> **Objective**
Rescale the entries below by writing out every line again, requests included, with each coordinate in the answers multiplied by 0.45 and rounded to a whole number, halves rounding up. Leave the numbers in the requests and in their sample outputs as they are.
§
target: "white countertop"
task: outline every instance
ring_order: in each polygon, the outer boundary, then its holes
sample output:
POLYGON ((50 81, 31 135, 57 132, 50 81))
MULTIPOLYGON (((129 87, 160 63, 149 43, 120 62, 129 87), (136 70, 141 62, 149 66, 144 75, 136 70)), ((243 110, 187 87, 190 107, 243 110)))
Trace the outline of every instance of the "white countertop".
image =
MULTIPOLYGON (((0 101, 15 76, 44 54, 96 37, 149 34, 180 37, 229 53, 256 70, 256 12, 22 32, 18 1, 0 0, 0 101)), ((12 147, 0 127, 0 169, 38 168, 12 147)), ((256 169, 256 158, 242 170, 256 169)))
§
> **Full output**
target: "white countertop"
task: outline every instance
ring_order: in each polygon, the outer boundary, then its holes
sample output:
POLYGON ((50 81, 31 135, 57 132, 50 81))
MULTIPOLYGON (((129 87, 160 63, 149 43, 120 62, 129 87), (136 70, 141 62, 149 66, 144 75, 136 70)), ((243 110, 187 87, 190 107, 243 110)))
Trace the outline of every instance of the "white countertop".
image =
MULTIPOLYGON (((0 45, 7 34, 20 24, 43 17, 67 15, 81 17, 103 24, 115 32, 115 5, 10 14, 8 0, 0 0, 0 45)), ((5 66, 0 57, 0 76, 17 76, 5 66)), ((115 76, 115 71, 109 77, 115 76)))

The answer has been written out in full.